READING PASSAGE:
╭──
Primary and final energy consumption in Europe (8th EAP)

In 2021, both the EU’s primary energy consumption (which includes all energy uses) and the final energy consumption (by end users) experienced a significant rebound from the extraordinary drop observed in 2020. Energy consumption increased across all sectors and energy sources, most notably for the transport sector and for solid fuels, respectively. Despite this increase, both primary and final energy consumption remained below pre-pandemic levels. If the average pace of reduction seen since 2005 continues, it is unlikely the EU will meet its targets for 2030. It is, however,early to conclude since new targets were agreed in spring 2023 and countries have not yet established the measures required to meet them.

Published: ‒ 25min read

Reducing energy consumption typically leads to a reduction in environmental pressures associated with the production and consumption of energy. It supports the achievement of the EU renewable energy and greenhouse gas targets, lowers emissions of pollutants and enhances energy security.

In March 2023, EU co-legislators reached an agreement to set a binding target of 763 Mtoe for final energy consumption (FEC), and an indicative target of 993 Mtoe for primary energy consumption (PEC) to be achieved by 2030. FEC represents the energy used by final consumers. PEC represents the total energy demand within a country, including losses.
╰──
EXPLORE THE MATERIAL:
1. Rewrite the passage on energy consumption in Europe from "Published: ‒ 25min" to "country, including losses.", putting "lawmakers" in place of "co-legislators".
2. Answer these questions using the passage on energy consumption in Europe.
(a) In what year did EU primary and final energy consumption rebound from the drop seen in 2020?
(b) In which month and year did EU co-legislators reach agreement on the 2030 targets?
(c) What binding target was set for final energy consumption by 2030?
3. Continue the passage on primary and final energy consumption in Europe from its last sentence.
None of the rows are needed for this work.

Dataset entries
╭──
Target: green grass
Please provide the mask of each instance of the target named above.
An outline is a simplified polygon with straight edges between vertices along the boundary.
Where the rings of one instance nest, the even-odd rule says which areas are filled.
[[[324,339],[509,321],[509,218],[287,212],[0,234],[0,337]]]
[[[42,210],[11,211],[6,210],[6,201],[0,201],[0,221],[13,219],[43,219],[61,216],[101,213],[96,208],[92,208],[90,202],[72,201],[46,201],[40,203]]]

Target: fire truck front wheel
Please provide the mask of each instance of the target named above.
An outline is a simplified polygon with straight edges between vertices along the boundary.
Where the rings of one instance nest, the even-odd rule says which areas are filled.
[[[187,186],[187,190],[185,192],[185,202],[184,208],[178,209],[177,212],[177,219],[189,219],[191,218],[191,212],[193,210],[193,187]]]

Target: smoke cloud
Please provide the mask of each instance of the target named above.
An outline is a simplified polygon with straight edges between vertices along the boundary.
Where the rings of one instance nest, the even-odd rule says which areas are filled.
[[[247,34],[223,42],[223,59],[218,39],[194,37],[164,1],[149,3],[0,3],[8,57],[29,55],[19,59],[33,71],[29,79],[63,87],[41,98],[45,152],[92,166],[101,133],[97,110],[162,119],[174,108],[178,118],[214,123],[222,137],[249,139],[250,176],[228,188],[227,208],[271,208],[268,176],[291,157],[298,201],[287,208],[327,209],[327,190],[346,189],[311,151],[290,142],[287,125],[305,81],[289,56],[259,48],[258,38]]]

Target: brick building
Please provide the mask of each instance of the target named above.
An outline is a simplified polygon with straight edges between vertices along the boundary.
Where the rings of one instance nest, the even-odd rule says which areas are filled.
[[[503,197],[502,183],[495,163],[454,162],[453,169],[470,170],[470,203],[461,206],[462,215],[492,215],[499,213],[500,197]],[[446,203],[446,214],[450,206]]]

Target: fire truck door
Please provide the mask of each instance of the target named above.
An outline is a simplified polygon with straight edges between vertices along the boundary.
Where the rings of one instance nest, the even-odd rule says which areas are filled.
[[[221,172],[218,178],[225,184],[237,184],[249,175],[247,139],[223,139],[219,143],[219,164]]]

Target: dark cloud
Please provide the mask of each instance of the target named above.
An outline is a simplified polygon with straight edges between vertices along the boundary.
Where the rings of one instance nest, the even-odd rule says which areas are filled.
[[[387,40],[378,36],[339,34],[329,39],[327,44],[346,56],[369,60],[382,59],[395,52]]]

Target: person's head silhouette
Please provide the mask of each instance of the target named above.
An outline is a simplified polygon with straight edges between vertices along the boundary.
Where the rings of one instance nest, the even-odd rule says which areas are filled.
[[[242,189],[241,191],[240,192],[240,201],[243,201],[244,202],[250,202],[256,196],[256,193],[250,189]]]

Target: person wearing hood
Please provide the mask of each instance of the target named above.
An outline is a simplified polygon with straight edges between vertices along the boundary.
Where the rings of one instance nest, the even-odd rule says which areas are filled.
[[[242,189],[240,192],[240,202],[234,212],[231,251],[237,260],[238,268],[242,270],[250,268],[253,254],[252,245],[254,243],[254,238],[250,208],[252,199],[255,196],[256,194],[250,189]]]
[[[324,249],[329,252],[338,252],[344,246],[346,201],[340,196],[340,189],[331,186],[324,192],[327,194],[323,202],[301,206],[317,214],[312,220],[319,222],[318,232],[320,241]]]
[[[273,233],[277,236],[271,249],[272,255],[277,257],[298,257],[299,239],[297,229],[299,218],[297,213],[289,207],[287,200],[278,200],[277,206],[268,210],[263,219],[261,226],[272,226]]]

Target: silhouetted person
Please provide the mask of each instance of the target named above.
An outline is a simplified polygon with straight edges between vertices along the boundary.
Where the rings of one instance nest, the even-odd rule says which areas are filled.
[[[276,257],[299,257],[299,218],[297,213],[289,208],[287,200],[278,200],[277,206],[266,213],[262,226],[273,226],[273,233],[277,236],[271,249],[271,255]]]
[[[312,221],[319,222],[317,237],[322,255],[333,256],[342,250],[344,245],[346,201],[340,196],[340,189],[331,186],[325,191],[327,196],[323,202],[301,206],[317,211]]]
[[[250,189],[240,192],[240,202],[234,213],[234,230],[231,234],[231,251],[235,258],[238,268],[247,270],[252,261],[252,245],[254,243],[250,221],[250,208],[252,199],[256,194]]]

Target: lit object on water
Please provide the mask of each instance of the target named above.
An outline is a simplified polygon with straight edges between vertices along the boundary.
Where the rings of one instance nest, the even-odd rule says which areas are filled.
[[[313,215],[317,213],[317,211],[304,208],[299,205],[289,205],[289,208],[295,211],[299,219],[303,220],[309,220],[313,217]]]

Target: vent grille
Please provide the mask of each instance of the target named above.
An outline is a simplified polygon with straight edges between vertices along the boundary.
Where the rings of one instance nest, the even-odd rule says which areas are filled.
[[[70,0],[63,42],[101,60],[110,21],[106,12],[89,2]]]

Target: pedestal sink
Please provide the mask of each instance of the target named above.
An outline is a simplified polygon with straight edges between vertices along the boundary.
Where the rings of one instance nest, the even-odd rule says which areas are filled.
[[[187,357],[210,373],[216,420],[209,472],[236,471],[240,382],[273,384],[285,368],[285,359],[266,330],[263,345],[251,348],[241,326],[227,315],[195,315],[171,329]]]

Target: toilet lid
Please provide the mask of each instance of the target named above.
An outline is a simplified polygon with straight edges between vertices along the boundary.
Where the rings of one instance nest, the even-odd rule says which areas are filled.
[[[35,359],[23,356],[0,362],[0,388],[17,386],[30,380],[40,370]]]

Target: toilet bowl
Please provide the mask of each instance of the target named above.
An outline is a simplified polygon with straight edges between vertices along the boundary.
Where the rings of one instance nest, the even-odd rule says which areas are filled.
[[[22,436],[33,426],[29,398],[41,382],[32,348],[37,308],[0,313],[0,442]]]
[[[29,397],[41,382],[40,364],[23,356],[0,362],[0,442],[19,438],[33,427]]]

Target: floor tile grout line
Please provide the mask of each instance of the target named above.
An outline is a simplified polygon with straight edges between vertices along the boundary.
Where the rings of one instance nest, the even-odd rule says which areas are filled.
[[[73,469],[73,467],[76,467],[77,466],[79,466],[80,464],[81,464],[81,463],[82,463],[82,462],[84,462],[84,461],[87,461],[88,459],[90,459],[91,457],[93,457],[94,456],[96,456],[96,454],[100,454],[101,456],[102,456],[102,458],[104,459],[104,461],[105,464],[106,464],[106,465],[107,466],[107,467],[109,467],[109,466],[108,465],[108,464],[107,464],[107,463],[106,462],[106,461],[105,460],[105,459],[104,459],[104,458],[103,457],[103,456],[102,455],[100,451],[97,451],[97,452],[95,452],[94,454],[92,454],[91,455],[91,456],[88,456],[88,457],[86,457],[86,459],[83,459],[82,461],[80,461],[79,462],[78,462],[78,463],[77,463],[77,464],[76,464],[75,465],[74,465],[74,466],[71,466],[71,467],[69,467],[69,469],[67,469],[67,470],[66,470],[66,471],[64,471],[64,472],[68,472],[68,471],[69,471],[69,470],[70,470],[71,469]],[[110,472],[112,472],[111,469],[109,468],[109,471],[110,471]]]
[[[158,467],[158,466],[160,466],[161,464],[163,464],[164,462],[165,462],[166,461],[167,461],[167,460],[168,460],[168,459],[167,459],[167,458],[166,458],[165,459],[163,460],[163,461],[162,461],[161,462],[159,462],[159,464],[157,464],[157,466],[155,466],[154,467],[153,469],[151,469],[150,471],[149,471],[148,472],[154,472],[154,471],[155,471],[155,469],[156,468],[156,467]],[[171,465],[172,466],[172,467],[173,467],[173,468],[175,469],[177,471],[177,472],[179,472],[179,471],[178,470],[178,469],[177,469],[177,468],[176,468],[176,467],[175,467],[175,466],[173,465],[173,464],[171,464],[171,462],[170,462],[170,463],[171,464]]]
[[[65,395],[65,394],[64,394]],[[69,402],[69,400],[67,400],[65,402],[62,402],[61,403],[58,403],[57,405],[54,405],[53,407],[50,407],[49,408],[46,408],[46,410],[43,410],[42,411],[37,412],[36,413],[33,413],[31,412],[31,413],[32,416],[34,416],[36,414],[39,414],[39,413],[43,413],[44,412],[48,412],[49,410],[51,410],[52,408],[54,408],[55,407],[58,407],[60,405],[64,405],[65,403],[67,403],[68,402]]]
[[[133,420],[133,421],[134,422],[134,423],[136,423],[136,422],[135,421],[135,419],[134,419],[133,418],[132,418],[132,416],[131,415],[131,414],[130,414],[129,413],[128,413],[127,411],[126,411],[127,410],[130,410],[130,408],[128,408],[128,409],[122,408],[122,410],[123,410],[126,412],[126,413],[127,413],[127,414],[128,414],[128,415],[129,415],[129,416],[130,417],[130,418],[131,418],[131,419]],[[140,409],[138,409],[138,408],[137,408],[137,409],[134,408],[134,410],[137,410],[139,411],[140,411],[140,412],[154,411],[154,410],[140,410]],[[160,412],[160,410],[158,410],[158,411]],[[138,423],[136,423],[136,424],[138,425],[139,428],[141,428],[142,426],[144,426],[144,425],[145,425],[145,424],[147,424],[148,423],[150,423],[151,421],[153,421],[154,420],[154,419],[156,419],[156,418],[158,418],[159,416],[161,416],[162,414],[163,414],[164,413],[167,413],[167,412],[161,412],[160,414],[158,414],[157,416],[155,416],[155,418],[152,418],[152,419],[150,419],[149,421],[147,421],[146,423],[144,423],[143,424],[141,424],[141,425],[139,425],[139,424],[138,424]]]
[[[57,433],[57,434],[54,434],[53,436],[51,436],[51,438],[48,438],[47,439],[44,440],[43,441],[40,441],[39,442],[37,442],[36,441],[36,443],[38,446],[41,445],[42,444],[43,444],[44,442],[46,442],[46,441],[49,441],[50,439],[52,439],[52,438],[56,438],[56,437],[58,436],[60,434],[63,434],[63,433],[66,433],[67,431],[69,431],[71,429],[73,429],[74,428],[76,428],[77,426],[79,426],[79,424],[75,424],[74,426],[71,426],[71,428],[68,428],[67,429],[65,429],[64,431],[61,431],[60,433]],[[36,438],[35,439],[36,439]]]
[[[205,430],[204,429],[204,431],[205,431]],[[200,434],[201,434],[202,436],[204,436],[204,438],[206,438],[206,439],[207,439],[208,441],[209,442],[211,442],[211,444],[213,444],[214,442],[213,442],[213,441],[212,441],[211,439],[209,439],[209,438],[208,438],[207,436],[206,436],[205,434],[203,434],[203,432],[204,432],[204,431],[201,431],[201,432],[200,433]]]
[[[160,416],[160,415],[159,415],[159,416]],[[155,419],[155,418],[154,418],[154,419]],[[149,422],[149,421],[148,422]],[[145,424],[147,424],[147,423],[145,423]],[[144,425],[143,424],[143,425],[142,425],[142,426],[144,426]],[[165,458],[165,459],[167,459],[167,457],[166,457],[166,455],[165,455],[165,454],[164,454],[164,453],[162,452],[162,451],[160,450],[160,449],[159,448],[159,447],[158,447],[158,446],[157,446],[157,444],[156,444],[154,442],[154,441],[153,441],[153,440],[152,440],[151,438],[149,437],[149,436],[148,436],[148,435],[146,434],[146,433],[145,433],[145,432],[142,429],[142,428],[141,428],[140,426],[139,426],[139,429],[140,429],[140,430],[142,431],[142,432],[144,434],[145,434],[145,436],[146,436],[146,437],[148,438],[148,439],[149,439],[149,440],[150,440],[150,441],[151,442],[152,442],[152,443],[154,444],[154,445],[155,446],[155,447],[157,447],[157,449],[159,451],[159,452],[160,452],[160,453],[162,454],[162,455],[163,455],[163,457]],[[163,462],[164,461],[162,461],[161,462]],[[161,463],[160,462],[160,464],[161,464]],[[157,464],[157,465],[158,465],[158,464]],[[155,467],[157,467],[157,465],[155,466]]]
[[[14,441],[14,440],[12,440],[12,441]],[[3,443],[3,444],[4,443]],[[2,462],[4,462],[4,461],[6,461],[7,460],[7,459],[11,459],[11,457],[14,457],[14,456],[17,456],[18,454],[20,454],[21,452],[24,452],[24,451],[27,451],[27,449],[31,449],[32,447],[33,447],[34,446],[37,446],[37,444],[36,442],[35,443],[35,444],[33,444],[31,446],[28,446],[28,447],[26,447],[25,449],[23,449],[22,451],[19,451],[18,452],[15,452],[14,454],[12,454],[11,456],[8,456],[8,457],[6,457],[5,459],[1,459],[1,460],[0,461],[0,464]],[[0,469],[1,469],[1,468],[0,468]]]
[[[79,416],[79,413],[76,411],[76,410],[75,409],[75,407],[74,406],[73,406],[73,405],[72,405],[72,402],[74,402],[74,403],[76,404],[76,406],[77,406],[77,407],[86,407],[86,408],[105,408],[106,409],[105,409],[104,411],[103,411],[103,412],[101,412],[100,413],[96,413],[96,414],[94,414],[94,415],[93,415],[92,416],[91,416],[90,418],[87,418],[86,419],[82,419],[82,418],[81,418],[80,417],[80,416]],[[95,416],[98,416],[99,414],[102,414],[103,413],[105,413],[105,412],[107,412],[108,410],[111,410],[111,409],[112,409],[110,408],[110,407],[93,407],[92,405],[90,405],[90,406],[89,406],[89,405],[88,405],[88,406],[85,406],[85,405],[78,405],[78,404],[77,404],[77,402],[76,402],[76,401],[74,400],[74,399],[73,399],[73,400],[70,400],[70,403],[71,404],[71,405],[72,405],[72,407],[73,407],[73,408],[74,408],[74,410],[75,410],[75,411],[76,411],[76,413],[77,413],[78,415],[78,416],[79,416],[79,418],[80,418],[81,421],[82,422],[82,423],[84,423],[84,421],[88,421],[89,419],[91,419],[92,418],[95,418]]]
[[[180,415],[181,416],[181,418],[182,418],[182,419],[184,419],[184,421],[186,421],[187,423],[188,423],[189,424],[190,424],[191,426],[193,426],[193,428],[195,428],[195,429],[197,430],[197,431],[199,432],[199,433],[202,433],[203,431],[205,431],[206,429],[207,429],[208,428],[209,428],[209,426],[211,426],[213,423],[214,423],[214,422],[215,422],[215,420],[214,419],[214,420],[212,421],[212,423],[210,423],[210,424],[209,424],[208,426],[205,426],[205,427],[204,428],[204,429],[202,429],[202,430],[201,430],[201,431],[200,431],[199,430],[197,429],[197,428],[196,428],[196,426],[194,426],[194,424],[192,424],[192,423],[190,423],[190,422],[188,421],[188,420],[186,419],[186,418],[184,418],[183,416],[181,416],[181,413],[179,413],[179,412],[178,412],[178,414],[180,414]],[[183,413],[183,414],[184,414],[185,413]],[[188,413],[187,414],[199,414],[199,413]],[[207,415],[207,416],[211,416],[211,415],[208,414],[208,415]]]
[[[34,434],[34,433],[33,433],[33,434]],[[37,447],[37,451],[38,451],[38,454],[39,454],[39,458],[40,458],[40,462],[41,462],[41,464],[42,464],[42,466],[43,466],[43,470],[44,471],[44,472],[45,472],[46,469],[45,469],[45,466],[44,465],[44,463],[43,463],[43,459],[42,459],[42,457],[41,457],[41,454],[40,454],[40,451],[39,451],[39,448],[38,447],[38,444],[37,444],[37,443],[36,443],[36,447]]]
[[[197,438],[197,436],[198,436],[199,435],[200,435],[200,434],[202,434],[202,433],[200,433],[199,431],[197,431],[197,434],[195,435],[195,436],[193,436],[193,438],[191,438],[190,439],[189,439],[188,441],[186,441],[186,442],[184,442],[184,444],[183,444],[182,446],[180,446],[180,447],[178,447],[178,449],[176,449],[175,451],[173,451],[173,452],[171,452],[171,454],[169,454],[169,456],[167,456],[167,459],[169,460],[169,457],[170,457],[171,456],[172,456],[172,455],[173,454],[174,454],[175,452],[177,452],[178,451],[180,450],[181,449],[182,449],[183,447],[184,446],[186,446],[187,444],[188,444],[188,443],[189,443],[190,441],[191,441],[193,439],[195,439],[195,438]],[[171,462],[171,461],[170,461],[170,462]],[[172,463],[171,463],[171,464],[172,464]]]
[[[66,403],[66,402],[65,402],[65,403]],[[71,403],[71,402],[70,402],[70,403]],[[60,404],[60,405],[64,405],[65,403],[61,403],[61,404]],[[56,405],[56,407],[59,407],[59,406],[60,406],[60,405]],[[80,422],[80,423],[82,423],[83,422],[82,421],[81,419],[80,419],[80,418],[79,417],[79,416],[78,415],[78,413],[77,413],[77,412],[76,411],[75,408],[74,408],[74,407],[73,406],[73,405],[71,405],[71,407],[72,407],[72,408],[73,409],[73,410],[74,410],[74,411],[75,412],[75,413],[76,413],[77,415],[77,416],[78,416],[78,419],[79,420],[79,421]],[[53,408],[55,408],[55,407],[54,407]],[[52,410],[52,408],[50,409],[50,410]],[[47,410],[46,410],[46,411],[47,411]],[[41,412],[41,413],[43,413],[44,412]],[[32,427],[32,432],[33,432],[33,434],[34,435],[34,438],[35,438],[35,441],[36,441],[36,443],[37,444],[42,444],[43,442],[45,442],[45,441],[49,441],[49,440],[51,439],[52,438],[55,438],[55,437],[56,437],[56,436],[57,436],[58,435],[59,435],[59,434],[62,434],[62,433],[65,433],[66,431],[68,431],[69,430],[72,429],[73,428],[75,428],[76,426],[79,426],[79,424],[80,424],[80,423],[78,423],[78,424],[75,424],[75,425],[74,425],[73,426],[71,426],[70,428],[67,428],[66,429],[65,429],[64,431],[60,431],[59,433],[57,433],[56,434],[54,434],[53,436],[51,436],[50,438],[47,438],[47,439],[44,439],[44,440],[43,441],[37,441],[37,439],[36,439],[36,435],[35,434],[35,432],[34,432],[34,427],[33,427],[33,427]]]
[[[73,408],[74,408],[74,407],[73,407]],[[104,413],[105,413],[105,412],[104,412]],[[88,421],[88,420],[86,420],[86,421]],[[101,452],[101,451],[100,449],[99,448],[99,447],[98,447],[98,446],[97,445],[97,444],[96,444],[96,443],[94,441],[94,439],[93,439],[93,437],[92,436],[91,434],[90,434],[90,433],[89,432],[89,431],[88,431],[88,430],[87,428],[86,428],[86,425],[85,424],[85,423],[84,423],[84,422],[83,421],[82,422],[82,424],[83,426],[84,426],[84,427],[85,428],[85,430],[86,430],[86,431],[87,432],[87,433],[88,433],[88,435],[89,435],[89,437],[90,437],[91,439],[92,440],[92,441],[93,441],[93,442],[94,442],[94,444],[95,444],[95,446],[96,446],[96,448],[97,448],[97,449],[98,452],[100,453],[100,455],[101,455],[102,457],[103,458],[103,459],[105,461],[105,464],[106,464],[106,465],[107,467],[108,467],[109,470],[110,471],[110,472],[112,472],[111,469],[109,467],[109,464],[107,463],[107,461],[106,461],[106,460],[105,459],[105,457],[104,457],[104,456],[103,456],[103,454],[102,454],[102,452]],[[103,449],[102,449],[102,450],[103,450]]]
╰──
ANSWERS TO THE TASKS:
1.
Published: ‒ 25min read

Reducing energy consumption typically leads to a reduction in environmental pressures associated with the production and consumption of energy. It supports the achievement of the EU renewable energy and greenhouse gas targets, lowers emissions of pollutants and enhances energy security.

In March 2023, EU lawmakers reached an agreement to set a binding target of 763 Mtoe for final energy consumption (FEC), and an indicative target of 993 Mtoe for primary energy consumption (PEC) to be achieved by 2030. FEC represents the energy used by final consumers. PEC represents the total energy demand within a country, including losses.

2.
(a) 2021
(b) March 2023
(c) 763 Mtoe

3.
According to Eurostat energy balances, after an extraordinary drop in energy consumption in Europe in 2020 due to the Covid-19 pandemic, the EU’s final energy consumption grew sharply by 6.9% between 2020 and 2021. The increase can be largely attributed to the economic recovery and lifting of pandemic restrictions (EEA, 2022). Despite this increase, the absolute FEC level reached in 2021 (968 million tonnes of oil equivalent (Mtoe)) was still below pre-pandemic levels.

In 2021, the transport sector experienced a 9% annual growth in FEC after Covid-19-related mobility restrictions were lifted. Industrial activity also grew, increasing FEC by 4%. Aided by cold weather, the most significant rise in energy consumption occurred in buildings, with a notable 6% increase that surpassed the previous year's drop, returning FEC in this sector to 2013 levels.

Between 2020 and 2021, PEC grew by a historical 6.1% to a total of 1,311Mtoe, with the highest growth reported for solid fossil fuels and nuclear energy. As for FEC, the absolute PEC level reached in 2021 was still below pre-pandemic levels (Eurostat, 2023).

Looking at the full time-series, reductions since 2005 have been more pronounced for PEC (-12%) than for FEC (-7%). The replacement of fossil fuels by renewables in electricity generation typically reduces PEC, and the share of renewable energy in the EU has more than doubled since 2005. Various other factors have contributed to the reduction of the energy demand in the EU, such as energy saving measures, energy transformation improvements, structural changes towards less energy intensive industries and gradually warmer winters because of climate change.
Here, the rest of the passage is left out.